TASK GOAL:
Each line from the one that holds "Where can the tropical" to the end of the records is to be retyped exactly. Pictures are not part of the copy.

DATA ENTRIES:
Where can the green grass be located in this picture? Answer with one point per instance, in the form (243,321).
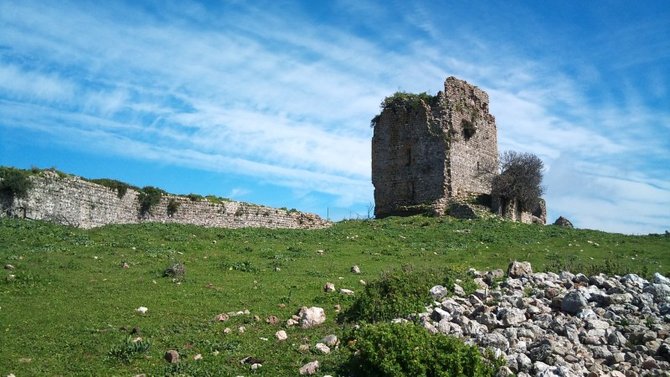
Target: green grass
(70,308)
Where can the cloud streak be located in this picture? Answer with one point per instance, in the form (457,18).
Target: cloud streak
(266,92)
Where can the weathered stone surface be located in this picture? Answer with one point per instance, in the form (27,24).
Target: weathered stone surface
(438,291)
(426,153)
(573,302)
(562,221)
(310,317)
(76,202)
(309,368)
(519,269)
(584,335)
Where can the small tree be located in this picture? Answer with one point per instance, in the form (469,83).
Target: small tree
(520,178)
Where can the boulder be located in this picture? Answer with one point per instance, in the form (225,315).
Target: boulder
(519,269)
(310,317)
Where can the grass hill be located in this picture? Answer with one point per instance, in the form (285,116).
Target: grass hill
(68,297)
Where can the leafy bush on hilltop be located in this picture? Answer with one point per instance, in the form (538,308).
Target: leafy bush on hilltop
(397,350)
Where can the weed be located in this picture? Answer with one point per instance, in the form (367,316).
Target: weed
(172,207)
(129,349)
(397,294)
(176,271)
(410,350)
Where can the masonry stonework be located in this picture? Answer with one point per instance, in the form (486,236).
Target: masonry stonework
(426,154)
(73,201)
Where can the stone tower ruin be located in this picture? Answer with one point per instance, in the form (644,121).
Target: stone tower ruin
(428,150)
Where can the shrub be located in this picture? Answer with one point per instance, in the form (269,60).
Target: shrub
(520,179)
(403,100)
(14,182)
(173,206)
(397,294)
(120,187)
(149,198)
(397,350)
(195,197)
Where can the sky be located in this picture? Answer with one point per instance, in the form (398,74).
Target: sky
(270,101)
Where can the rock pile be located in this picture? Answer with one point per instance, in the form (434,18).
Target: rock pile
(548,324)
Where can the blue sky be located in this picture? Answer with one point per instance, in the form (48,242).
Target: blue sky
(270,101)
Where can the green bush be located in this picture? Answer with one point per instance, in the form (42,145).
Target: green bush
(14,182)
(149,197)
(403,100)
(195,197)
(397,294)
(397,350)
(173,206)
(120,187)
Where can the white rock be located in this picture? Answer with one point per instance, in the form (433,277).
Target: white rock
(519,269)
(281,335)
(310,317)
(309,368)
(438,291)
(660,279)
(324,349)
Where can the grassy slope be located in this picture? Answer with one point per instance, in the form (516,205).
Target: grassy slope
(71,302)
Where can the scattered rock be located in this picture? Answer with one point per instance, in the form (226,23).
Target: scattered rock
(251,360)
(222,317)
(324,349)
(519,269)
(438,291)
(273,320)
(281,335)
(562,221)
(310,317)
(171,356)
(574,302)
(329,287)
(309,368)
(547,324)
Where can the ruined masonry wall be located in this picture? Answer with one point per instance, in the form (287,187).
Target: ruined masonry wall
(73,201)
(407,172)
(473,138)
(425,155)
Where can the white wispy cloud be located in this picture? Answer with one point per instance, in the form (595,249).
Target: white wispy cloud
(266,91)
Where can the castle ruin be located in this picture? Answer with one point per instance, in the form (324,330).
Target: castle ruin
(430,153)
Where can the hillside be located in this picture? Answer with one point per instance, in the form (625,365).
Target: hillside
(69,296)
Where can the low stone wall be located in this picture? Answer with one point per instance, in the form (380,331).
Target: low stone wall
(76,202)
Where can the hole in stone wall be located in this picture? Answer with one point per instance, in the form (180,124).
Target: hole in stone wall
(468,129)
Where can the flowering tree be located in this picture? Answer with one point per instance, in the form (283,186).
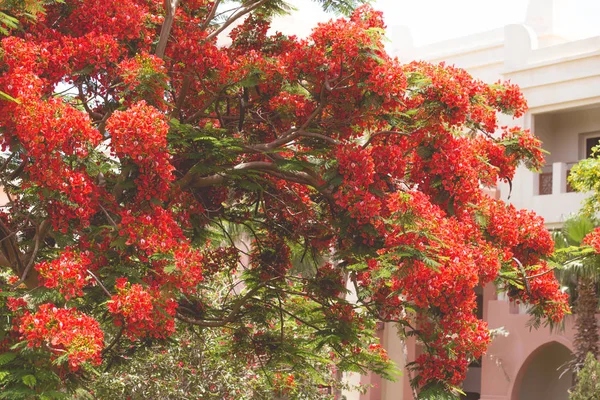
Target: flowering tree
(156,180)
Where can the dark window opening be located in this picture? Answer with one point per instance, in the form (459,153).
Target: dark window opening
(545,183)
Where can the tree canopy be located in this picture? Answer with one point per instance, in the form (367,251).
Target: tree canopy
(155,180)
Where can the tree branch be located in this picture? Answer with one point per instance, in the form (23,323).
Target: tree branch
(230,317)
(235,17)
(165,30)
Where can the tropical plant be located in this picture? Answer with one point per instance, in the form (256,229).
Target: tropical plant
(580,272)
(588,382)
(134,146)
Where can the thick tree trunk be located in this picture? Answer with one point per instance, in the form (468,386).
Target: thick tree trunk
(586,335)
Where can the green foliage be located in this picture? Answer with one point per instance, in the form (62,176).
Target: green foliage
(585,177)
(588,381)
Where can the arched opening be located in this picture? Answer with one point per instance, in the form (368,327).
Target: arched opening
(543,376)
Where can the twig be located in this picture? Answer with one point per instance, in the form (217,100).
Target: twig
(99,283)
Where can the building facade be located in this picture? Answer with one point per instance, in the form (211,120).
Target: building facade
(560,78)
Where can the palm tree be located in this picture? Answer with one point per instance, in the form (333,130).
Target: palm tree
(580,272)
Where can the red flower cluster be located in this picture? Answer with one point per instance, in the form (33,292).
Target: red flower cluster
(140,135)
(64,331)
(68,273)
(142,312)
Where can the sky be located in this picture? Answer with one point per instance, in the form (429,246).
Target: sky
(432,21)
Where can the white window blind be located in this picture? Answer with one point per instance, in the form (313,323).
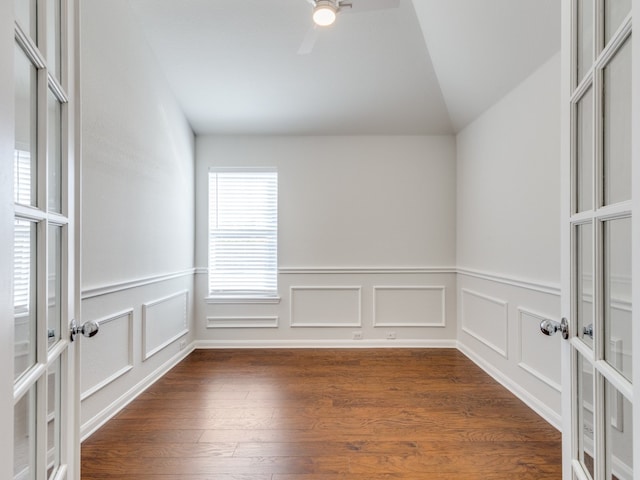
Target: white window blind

CORRECT ANSWER:
Where can the tropical plant be located in this picture? Answer with one point per instance, in the form (256,229).
Target: tropical plant
(580,272)
(588,382)
(134,146)
Where can the thick tree trunk be located in this picture? Answer with one point per instance, in the form (468,386).
Target: thick tree trunk
(586,335)
Where can the green foliage be located in this picture? Answer with one point per instance, in the form (62,176).
Target: green foliage
(585,177)
(588,381)
Where can the arched opening be located in this picture? Answer with one point per instance, in the form (368,327).
Target: arched opening
(543,376)
Where can the twig be located in this picture? Answer with one point per instance, in the form (217,100).
Target: twig
(99,283)
Where can the building facade be located in this picture? Answer with one point per instance, in the form (211,120).
Target: building facade
(560,78)
Where can the palm tree be located in this picture? Answer with one point per instance, in the form (333,130).
Target: palm tree
(580,272)
Where can the red flower cluster be located in this picture? Answer with one point per instance, in the form (33,292).
Target: red flower cluster
(140,135)
(64,331)
(68,273)
(142,312)
Where can the sky be located in this picture? Answer with one point per instance, in the form (429,246).
Target: sky
(432,21)
Where can the white window blind be located in this picture? Answer with one point per instance, in the form (313,323).
Target: white window blind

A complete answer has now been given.